SET PROBLEM: Rewrite everything from the line containing "like [[90, 187]]." down to the line containing "[[619, 194], [272, 188]]", changing "white floor lamp" to "standing lamp" and leaving the rest of those lines unaltered.

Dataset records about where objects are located
--- START ---

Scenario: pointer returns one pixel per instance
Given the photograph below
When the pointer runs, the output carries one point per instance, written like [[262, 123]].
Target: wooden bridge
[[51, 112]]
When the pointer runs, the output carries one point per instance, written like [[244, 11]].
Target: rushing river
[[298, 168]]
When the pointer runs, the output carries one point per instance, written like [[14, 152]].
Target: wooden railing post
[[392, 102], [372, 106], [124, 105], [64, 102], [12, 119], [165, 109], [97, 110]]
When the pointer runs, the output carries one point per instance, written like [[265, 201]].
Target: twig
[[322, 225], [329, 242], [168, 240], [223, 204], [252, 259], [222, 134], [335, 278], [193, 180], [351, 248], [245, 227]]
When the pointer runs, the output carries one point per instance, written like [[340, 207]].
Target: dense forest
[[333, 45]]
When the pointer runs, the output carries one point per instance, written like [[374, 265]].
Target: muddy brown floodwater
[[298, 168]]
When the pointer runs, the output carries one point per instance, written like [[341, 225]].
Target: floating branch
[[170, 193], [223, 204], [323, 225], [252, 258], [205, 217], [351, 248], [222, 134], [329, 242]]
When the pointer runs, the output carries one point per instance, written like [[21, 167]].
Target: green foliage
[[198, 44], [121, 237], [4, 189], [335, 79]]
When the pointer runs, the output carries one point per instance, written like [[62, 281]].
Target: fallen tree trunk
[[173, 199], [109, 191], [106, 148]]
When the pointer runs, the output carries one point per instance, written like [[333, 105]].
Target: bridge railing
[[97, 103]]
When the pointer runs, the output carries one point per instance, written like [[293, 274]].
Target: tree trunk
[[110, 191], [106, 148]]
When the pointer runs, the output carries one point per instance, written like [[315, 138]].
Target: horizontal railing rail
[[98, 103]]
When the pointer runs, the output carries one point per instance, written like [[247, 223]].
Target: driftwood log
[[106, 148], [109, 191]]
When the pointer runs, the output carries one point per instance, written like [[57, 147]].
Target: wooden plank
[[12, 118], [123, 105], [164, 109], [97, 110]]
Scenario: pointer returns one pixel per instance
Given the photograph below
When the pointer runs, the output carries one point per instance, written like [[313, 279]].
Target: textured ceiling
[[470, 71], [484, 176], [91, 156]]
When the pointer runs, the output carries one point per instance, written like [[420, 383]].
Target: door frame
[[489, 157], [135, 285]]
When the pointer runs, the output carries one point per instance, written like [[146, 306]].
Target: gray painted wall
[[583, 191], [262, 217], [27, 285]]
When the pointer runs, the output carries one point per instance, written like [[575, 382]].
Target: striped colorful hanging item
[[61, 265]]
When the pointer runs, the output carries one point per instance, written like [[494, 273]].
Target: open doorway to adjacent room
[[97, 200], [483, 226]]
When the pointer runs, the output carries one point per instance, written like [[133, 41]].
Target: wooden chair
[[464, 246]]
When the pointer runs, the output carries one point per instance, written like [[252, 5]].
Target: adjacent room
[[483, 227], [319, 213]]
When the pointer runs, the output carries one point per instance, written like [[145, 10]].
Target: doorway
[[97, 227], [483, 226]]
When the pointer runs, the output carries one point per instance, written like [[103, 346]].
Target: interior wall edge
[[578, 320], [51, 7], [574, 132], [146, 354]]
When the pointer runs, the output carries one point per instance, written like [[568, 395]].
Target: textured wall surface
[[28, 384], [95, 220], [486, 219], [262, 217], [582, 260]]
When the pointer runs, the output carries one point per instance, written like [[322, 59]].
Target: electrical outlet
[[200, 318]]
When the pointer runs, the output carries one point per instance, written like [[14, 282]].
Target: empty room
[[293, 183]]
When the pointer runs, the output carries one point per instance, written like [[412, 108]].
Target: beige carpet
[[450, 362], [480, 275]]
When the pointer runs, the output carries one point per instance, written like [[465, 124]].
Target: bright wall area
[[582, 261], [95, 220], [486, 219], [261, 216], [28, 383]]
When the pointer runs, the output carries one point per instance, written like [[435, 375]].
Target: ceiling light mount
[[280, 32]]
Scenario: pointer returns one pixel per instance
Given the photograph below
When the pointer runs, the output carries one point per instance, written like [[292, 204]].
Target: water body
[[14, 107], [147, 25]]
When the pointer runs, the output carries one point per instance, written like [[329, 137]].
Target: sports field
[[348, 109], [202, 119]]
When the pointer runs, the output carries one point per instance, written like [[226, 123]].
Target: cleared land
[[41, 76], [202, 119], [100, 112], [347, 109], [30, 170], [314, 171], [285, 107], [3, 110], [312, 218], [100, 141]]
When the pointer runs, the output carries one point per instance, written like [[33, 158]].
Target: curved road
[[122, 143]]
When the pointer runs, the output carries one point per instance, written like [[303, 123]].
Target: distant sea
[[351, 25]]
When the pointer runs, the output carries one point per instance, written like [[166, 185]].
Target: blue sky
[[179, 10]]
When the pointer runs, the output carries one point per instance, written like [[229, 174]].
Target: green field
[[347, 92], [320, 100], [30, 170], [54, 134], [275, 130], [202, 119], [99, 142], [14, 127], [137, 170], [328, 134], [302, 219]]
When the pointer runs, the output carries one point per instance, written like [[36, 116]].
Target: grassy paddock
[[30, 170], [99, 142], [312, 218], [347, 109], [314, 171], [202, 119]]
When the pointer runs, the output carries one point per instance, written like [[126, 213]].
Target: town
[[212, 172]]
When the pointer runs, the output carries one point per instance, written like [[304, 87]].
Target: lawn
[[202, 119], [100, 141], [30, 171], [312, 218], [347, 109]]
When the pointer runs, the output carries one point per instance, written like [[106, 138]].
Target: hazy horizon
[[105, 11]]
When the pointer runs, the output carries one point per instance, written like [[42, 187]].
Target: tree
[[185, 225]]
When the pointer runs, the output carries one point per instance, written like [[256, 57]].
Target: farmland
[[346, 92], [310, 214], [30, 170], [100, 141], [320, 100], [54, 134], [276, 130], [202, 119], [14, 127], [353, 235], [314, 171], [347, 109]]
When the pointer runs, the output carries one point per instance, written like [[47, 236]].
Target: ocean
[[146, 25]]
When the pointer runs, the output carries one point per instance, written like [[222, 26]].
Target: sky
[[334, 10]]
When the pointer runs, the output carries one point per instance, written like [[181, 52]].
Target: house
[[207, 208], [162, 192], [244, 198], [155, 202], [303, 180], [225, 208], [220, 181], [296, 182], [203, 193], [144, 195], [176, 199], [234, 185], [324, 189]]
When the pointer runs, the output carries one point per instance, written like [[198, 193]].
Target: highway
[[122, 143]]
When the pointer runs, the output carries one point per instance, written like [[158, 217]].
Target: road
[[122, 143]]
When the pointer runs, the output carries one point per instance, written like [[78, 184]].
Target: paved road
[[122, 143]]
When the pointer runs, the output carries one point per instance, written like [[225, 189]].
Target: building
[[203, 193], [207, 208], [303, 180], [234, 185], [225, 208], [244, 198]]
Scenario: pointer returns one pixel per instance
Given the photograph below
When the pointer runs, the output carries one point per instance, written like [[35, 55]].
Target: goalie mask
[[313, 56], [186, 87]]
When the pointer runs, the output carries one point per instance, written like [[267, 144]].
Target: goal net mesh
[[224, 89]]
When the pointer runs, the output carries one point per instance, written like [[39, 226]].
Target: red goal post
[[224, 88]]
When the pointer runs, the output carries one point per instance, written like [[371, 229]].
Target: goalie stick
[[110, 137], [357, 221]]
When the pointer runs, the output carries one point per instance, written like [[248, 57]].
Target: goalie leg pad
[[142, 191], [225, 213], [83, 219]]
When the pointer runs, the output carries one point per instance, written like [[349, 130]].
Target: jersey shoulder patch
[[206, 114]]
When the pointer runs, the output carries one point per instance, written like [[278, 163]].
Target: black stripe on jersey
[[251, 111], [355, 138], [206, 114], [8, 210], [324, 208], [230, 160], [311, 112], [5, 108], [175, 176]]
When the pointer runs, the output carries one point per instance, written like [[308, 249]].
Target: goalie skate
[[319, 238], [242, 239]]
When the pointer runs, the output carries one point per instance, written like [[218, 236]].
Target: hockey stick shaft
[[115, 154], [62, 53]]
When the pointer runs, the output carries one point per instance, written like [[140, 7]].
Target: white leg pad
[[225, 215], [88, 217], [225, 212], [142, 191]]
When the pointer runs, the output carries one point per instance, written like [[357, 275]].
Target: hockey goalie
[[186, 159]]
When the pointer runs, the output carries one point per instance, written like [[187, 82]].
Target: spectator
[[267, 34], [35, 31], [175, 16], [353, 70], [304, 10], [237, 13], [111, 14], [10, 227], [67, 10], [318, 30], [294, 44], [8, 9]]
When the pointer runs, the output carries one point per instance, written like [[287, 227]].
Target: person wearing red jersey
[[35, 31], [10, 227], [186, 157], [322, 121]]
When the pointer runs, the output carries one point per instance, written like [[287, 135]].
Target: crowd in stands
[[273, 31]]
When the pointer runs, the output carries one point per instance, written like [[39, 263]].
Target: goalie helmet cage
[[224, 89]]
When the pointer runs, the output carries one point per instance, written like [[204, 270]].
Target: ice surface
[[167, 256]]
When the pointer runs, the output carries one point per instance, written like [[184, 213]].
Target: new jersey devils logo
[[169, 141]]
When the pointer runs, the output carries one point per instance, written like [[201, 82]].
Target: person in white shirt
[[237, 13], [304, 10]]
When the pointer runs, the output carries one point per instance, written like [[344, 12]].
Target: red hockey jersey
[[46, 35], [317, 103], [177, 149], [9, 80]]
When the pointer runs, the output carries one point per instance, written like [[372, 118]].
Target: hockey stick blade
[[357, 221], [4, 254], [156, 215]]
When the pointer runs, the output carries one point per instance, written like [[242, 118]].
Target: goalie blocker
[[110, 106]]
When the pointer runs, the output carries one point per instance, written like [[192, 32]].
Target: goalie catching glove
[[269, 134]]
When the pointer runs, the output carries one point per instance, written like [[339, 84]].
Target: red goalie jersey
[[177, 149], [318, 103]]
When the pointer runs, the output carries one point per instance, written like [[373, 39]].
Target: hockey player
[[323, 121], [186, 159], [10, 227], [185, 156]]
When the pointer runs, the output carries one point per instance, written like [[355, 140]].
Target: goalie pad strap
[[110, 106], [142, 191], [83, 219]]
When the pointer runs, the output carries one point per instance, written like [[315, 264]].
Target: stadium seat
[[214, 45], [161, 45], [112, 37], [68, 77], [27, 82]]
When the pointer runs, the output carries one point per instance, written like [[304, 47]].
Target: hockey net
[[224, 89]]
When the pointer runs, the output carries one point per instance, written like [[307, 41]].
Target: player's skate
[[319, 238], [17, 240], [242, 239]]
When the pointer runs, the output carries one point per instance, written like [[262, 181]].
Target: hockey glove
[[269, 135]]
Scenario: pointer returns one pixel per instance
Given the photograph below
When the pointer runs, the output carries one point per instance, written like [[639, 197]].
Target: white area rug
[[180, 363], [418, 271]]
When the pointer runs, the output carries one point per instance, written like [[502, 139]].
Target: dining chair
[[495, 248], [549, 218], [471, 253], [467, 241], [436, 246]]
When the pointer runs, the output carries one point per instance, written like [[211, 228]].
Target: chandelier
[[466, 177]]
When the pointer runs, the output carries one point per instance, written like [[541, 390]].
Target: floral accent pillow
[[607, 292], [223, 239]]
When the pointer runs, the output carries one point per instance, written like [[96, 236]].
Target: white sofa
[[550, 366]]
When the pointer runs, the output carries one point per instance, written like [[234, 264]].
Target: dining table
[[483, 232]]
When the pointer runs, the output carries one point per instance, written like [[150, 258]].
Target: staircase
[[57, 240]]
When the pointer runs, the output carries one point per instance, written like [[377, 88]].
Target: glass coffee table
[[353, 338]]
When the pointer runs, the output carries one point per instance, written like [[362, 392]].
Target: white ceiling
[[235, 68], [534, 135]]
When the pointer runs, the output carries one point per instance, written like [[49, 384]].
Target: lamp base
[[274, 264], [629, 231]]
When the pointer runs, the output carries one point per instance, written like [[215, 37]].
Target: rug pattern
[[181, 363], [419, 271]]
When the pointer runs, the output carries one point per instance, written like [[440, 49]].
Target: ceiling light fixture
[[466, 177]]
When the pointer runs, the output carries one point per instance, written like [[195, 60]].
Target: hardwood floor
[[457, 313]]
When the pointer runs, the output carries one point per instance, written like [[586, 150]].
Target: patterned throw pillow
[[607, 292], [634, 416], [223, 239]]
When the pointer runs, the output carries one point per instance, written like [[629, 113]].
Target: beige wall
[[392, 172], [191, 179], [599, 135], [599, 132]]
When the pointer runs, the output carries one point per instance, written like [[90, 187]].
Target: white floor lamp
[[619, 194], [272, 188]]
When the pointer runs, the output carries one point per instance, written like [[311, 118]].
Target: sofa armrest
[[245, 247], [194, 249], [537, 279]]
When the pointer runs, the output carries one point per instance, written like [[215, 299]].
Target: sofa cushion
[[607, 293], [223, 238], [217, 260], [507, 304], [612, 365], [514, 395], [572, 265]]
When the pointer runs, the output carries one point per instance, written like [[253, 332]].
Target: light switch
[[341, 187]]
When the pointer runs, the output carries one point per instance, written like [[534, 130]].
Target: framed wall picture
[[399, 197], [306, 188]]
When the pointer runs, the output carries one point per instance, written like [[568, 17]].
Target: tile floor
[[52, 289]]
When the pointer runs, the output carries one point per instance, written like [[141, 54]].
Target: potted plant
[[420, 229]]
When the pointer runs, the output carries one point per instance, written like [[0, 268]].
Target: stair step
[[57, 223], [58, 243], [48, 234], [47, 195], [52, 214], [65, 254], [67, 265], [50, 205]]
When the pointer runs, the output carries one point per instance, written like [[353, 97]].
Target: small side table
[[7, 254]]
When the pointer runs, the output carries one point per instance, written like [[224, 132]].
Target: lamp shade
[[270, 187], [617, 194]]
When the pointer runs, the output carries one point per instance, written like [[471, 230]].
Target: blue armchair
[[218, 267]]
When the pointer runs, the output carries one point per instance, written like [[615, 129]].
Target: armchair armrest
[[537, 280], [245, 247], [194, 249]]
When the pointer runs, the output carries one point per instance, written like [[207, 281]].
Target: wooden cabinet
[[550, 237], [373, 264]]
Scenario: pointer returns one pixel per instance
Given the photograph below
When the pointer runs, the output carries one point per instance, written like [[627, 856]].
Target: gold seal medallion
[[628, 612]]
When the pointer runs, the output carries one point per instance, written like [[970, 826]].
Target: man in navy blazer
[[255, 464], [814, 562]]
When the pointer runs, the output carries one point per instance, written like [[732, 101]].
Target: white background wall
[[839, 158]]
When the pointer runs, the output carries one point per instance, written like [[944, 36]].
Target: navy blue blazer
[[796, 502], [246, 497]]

--- END ---

THE REPLY:
When the pointer runs, the output carries one point per instance, written like [[90, 187]].
Target: standing lamp
[[619, 194], [272, 188]]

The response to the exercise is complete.